**Supplied data**
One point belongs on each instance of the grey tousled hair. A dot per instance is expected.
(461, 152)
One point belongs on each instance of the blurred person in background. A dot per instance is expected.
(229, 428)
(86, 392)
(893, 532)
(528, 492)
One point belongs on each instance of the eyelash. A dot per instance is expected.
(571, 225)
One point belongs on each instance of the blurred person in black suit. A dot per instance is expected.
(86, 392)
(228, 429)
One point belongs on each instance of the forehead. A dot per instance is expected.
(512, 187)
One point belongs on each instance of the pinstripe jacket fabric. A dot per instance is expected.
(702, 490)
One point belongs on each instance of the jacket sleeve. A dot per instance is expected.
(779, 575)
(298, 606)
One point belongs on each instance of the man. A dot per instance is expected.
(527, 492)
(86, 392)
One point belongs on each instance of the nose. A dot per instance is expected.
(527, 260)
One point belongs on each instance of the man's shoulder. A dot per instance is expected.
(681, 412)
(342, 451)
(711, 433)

**What is needed**
Rewrite the items from the line containing "One point belongs on each instance of the forehead." through the last item, inclusive, replacing "jacket sleeve" with "coat sleeve" and leaving everything else unchanged. Return only those lines.

**Task solution**
One point belongs on each instance of the forehead. A dot per instance is expected.
(512, 187)
One point belongs on each instance of the pinstripe jacket fabric. A dot per instance is expected.
(702, 490)
One point belongs on each instance of the coat sleeve. A dot per instance is expected.
(779, 575)
(298, 606)
One point belongs on each instance of the man. A dot per instance is expected.
(527, 492)
(86, 392)
One point belongs on each instance of the nose. A dot per instance is expected.
(527, 260)
One point belongs on each instance of the man's shoulder. A dot per instance is expected.
(681, 412)
(342, 451)
(711, 433)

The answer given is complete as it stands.